[What the exercise asks] Extract exactly and only the lines from the one containing "the bird's wing" through the end of the entries below. Pictures should not appear in the copy.
⁂
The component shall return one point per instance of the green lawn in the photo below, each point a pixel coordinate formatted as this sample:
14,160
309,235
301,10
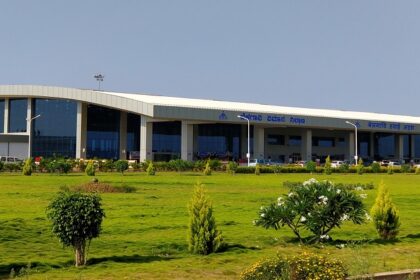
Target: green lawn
144,233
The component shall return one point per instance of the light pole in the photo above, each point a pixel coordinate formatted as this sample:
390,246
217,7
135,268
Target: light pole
248,155
30,133
355,139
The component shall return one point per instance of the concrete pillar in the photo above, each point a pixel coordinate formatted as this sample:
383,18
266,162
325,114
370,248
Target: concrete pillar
371,145
351,146
259,142
81,130
412,146
6,115
123,135
399,147
306,148
146,138
187,141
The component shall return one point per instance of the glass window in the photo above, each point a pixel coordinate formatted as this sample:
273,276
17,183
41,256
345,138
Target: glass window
54,132
18,109
166,142
273,139
295,140
2,116
103,133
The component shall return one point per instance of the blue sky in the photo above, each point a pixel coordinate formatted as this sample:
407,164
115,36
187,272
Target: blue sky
352,55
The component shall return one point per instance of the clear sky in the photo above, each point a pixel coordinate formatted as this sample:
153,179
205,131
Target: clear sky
352,55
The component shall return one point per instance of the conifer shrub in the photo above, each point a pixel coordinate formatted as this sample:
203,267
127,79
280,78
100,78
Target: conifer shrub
27,167
90,169
203,236
151,171
385,215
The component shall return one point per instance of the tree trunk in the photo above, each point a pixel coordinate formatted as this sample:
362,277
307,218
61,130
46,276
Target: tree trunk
80,253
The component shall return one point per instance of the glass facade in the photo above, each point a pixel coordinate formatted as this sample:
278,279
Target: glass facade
2,116
54,132
103,132
18,109
219,140
166,144
133,134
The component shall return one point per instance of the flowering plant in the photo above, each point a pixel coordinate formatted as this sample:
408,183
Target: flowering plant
315,206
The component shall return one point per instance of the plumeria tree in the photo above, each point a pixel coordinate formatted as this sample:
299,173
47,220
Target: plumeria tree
314,206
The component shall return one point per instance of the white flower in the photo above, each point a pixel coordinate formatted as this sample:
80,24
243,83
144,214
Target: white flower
345,217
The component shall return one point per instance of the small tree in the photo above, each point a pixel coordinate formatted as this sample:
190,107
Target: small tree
203,236
76,219
207,170
27,167
121,166
385,215
151,169
90,168
327,167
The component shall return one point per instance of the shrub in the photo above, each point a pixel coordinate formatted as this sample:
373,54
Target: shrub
385,215
76,219
121,166
315,206
257,169
310,166
151,169
90,169
304,266
327,167
376,167
203,236
231,167
27,167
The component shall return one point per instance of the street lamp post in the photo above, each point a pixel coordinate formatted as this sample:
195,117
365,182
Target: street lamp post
355,139
248,155
29,120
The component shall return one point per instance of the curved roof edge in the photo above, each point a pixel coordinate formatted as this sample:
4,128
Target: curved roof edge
124,103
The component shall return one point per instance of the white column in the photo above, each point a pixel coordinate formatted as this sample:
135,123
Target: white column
259,142
351,146
307,145
123,135
146,137
6,115
81,130
187,141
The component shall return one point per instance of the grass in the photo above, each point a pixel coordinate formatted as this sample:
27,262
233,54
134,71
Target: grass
144,232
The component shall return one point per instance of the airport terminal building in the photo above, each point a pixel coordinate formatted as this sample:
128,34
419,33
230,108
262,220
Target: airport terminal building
78,123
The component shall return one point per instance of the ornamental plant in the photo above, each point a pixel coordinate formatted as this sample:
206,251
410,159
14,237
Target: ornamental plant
27,167
327,167
76,219
203,236
314,206
385,214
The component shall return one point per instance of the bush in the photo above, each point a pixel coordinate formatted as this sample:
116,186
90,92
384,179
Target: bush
90,169
376,167
315,206
327,167
121,166
385,215
76,219
304,266
310,166
27,167
207,170
151,171
203,236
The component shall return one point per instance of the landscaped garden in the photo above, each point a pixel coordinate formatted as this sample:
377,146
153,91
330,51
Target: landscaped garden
145,229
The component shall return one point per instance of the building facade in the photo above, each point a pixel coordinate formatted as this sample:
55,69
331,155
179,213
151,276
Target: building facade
53,121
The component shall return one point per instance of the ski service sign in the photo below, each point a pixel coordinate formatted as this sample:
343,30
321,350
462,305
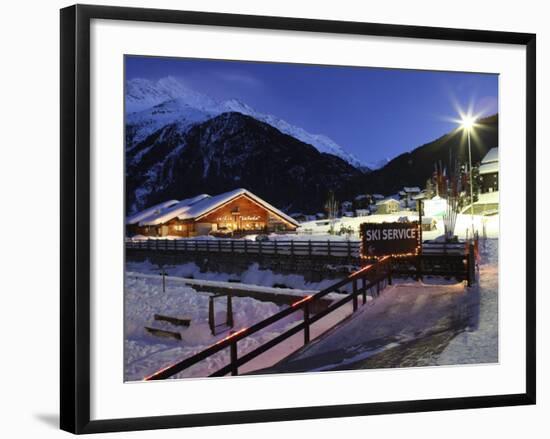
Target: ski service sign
395,239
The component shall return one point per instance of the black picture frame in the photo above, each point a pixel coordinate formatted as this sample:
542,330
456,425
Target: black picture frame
75,217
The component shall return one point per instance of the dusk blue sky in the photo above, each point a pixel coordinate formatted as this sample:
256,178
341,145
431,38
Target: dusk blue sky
370,112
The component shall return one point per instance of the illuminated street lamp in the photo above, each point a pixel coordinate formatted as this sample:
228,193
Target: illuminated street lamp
468,123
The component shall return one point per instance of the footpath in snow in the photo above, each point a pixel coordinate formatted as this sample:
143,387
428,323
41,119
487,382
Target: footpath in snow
413,324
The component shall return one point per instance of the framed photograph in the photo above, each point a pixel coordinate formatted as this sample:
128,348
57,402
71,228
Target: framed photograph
268,218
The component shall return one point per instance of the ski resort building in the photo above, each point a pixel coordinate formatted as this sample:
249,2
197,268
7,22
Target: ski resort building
387,206
488,172
234,212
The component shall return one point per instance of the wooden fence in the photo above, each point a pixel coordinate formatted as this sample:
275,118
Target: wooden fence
371,278
348,248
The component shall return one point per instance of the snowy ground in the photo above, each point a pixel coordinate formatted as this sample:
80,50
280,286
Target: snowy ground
479,343
145,353
413,324
252,276
410,324
319,229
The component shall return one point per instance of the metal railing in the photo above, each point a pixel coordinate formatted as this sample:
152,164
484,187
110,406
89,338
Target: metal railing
370,277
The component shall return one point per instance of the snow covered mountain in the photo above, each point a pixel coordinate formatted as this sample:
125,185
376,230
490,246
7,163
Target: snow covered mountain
152,105
229,151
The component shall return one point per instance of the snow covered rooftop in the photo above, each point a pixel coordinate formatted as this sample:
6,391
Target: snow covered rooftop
387,201
175,210
491,156
196,207
488,168
156,209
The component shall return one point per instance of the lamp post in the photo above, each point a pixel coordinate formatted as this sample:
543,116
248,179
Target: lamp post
468,123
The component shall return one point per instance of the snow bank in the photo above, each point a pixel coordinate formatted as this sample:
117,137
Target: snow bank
253,275
145,353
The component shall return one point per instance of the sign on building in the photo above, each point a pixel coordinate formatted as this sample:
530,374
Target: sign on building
396,239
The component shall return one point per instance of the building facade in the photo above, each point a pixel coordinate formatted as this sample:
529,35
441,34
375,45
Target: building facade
488,172
232,213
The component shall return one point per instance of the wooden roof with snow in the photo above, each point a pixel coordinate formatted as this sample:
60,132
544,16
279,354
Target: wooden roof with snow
197,207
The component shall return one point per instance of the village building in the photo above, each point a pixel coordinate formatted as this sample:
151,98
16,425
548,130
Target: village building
488,172
362,212
387,206
234,212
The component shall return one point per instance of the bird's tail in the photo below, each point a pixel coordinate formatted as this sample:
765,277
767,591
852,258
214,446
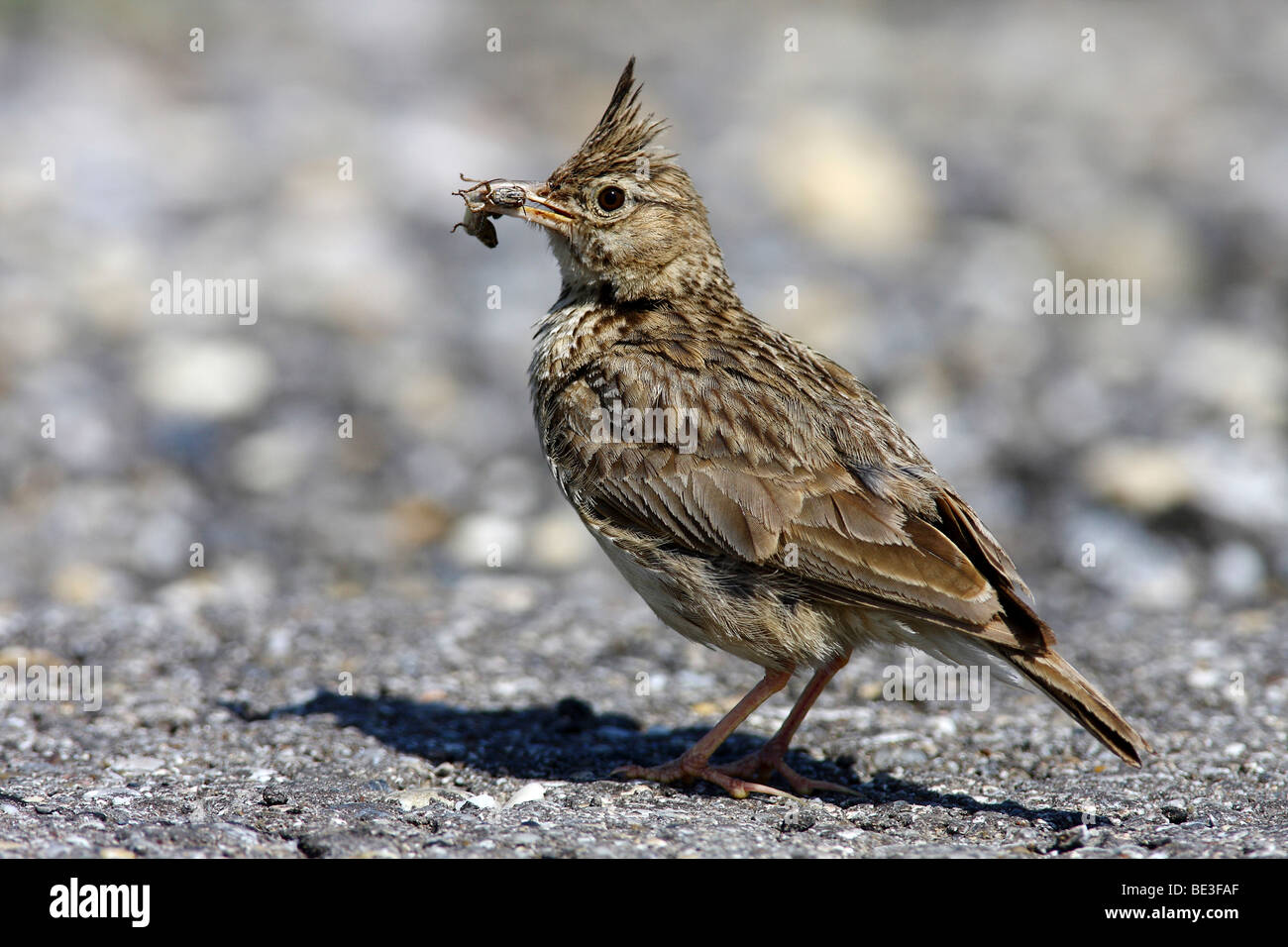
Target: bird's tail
1081,699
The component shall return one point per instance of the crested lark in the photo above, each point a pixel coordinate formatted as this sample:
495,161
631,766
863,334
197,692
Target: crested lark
756,495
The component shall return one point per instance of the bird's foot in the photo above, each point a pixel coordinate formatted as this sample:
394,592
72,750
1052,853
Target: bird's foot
687,770
768,761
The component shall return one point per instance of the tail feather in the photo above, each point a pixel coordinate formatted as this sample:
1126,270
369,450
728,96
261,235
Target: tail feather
1082,701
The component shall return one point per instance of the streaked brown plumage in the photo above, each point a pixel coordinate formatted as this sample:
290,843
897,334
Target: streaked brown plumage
804,522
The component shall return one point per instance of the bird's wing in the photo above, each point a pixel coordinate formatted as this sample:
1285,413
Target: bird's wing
819,492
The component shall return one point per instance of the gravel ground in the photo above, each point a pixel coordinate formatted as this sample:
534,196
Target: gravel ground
304,646
484,723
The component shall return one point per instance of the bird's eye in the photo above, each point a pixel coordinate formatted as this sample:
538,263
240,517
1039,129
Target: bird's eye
610,197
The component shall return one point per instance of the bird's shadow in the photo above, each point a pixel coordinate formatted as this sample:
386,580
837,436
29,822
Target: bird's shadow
568,741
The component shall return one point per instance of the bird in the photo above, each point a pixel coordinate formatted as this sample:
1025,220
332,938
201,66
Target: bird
756,495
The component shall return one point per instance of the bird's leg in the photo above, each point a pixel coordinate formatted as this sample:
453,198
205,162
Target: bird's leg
769,758
695,763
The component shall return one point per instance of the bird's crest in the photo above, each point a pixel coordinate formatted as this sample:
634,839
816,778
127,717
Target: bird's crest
621,142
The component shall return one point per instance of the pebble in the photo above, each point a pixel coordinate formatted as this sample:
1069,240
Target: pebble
529,792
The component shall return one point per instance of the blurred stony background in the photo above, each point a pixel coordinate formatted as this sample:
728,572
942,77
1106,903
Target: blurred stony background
815,165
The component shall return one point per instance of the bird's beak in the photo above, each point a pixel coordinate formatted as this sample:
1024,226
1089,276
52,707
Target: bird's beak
527,200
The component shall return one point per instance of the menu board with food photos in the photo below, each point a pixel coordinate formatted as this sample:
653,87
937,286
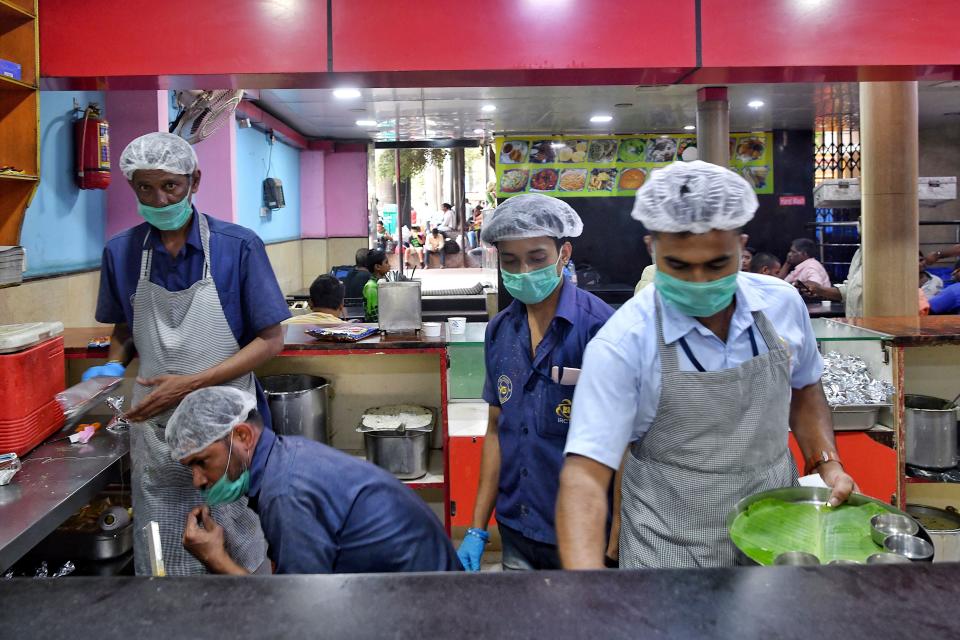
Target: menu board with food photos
⁂
[Answer to this task]
The component shall return one point per instance of the bird's wing in the photo above, each point a pixel coordinate formatted as this sample:
1285,413
Target: bird's wing
819,492
The component shall return one point per instance of the gravel ground in the photo above, each point a pixel coordinate formatted as this sample:
534,196
Target: gravel ground
304,646
484,723
The component shall return one point per instance of the bird's eye in the photo above, each point a pixel coordinate formatted as this sample:
538,263
240,517
1039,129
Target: bird's eye
610,197
The component shall return one point per instance of the bird's shadow in the photo above, each point a pixel coordinate formatted as this sample:
386,580
837,436
29,822
Target: bird's shadow
568,741
The component shall return one point per instance of the bird in the photo above, each point a pixel coordinate formatted as this sample:
1025,220
332,938
201,66
Target: bird
756,495
The component shall return one point per instance of the bird's leg in the photo above, each point a pixel coordinate formatted as this sample:
453,198
205,162
Target: bird's leg
769,758
695,763
The component shall return one point per instance of the bird's crest in the photo above, each point a pixel coordinate formatted as this sample:
634,839
816,778
127,717
Target: bird's crest
621,142
The component shall return one point per instance of the pebble in the photo above, each point a pixel coordinate formatted as this sample:
1069,240
Target: pebble
529,792
The component shall return one point per instance of the blurred stony background in the photo above, each point a pixel coordinate formatted as this sample:
728,572
942,77
1106,903
Target: blurred stony background
815,165
The component shall return one point per instance of the bird's beak in the photo above, each point a pixel coordinate formatted as this sample:
1024,226
1089,276
52,707
Target: bird's beak
527,200
The component shall return one point per instance of the menu board with food photos in the photo below, each point a pixel coordinate formatted as this sample:
653,87
937,286
Target: menu board with food photos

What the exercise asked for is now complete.